All of the data should be reproduced word for word, though its pictures must be omitted.

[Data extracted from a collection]
- Opening Delimiter -

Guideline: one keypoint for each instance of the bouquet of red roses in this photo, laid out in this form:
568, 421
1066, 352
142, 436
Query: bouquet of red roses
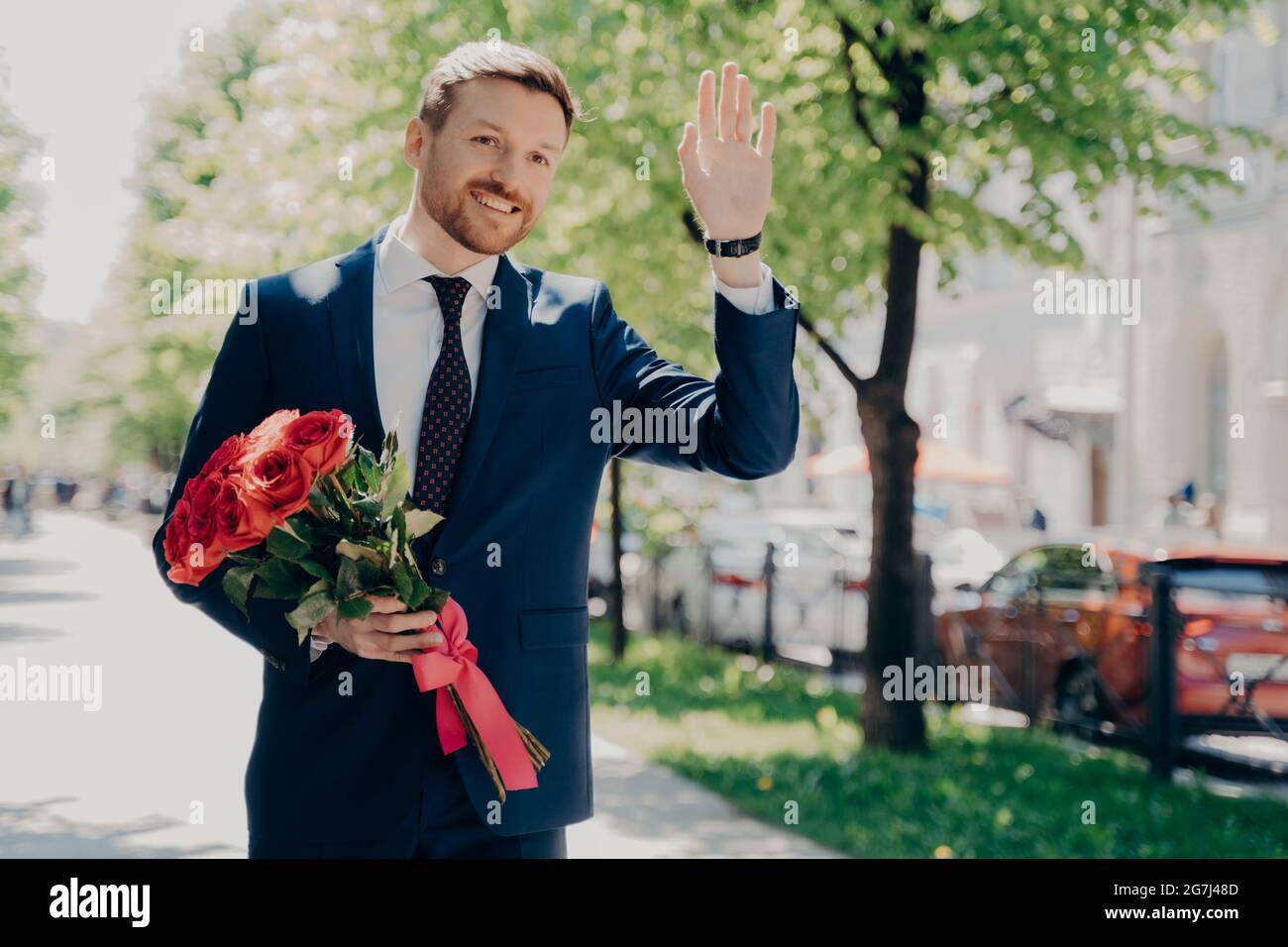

- Closing Delimiter -

> [Written response]:
Guideline: one keypoint for each instance of the bouquet of red roses in this photo, laid out in this form:
568, 421
1066, 352
142, 436
Query: bouquet of red roses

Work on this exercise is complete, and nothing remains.